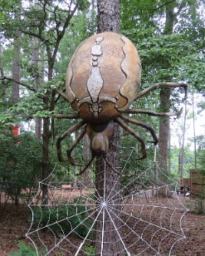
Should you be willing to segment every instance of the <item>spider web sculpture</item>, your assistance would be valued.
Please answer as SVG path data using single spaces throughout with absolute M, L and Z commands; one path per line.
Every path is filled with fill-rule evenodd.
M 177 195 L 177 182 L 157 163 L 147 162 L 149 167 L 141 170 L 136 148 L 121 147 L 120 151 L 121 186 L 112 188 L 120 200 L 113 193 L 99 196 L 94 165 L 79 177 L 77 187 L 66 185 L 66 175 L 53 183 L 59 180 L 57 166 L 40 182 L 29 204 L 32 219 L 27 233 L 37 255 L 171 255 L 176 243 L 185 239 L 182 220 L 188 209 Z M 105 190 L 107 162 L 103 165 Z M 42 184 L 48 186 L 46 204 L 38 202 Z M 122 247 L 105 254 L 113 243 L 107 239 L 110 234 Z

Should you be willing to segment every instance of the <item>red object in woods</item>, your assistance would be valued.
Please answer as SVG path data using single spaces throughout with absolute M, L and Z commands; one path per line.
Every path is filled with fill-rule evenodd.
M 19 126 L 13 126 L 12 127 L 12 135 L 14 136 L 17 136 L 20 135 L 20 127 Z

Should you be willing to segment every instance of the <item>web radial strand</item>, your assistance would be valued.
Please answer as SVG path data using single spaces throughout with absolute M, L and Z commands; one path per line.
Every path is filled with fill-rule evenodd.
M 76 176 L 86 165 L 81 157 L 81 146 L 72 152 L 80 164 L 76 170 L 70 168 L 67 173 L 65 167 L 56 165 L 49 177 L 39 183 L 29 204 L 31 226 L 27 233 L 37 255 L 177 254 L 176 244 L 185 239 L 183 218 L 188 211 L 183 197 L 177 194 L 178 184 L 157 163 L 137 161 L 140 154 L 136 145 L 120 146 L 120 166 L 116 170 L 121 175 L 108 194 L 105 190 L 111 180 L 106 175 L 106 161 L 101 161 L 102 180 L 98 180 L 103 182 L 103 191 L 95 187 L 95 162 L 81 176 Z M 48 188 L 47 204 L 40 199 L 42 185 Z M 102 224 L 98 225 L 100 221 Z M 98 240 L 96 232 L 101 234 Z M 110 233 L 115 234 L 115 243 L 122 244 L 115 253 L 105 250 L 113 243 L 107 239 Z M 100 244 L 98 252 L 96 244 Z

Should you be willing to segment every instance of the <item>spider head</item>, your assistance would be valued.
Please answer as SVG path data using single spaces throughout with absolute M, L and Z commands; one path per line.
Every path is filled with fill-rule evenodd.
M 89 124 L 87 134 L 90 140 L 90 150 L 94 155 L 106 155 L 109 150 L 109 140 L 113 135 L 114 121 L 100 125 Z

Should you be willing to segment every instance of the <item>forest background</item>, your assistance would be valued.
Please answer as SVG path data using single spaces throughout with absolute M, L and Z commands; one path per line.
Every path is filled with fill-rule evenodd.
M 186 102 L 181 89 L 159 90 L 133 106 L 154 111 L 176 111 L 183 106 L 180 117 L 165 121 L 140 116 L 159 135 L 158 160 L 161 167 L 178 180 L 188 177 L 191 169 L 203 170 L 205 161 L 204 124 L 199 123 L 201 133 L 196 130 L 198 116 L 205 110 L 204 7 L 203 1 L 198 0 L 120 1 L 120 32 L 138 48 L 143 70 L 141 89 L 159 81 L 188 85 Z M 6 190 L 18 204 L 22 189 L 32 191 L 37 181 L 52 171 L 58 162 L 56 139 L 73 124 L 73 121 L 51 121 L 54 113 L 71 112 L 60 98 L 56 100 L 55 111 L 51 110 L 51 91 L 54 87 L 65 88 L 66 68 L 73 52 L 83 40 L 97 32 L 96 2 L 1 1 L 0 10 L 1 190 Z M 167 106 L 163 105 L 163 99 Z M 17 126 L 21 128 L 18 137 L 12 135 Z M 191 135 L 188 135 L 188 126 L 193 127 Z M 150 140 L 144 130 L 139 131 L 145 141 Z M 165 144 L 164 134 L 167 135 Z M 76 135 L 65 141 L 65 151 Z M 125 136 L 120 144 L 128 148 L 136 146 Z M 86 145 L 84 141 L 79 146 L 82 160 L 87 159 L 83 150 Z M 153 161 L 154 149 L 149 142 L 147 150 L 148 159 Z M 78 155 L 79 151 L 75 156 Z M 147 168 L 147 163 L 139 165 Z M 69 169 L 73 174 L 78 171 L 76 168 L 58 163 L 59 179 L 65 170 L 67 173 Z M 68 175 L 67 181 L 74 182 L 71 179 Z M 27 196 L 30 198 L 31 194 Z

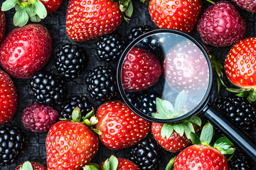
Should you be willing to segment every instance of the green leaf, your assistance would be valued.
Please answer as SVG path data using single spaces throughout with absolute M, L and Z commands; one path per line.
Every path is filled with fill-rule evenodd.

▸ **Instructions for the task**
Copy out everything from the line containing "head</item>, your assistance would be valued." down to the line containing "M 186 102 L", replacing "forest background" with "woodland backdrop" and leaving everything else as it is.

▸ **Solution to this exercise**
Should you be willing to segment every instance of the <item>spider head</item>, your assistance would be valued.
Please answer as SVG path data using single spaces throughout with absolute M, L and Z commands; one path per line.
Every path is filled with fill-rule evenodd.
M 89 124 L 87 134 L 90 140 L 90 150 L 94 155 L 106 155 L 109 150 L 109 140 L 113 135 L 114 121 L 100 125 Z

Should you be willing to segment every instance of the <item>woodland backdrop</item>, your assistance would be valued.
Please answer as SVG path data using single spaces throughout with absolute M, L and Z commands; one path per line.
Every path is filled with fill-rule evenodd.
M 186 102 L 181 89 L 159 90 L 133 106 L 154 111 L 176 111 L 183 106 L 180 117 L 165 121 L 140 116 L 159 135 L 158 160 L 161 167 L 178 180 L 188 177 L 191 169 L 203 170 L 205 161 L 204 124 L 199 123 L 201 133 L 196 130 L 198 116 L 205 110 L 204 7 L 203 1 L 198 0 L 120 1 L 120 32 L 138 48 L 143 70 L 141 89 L 159 81 L 188 85 Z M 6 190 L 18 204 L 22 189 L 32 191 L 37 181 L 52 171 L 58 162 L 56 139 L 73 124 L 73 121 L 51 121 L 54 113 L 71 112 L 60 98 L 56 100 L 55 111 L 51 110 L 51 91 L 54 87 L 65 88 L 66 68 L 73 52 L 83 40 L 97 32 L 96 2 L 1 1 L 0 10 L 1 190 Z M 167 106 L 163 105 L 163 99 Z M 17 126 L 21 128 L 18 137 L 12 135 Z M 191 135 L 188 135 L 188 126 L 193 127 Z M 150 140 L 144 130 L 139 131 L 145 141 Z M 165 144 L 164 134 L 167 135 Z M 76 135 L 65 141 L 65 151 Z M 125 136 L 120 144 L 128 148 L 136 146 Z M 86 145 L 84 141 L 79 146 L 82 160 L 87 159 L 83 150 Z M 153 161 L 154 149 L 149 142 L 147 150 L 148 159 Z M 78 155 L 79 151 L 75 156 Z M 147 168 L 147 163 L 139 165 Z M 69 169 L 73 174 L 78 171 L 76 168 L 58 163 L 59 179 L 65 170 L 67 173 Z M 68 175 L 67 181 L 74 182 L 71 179 Z M 27 196 L 30 198 L 31 194 Z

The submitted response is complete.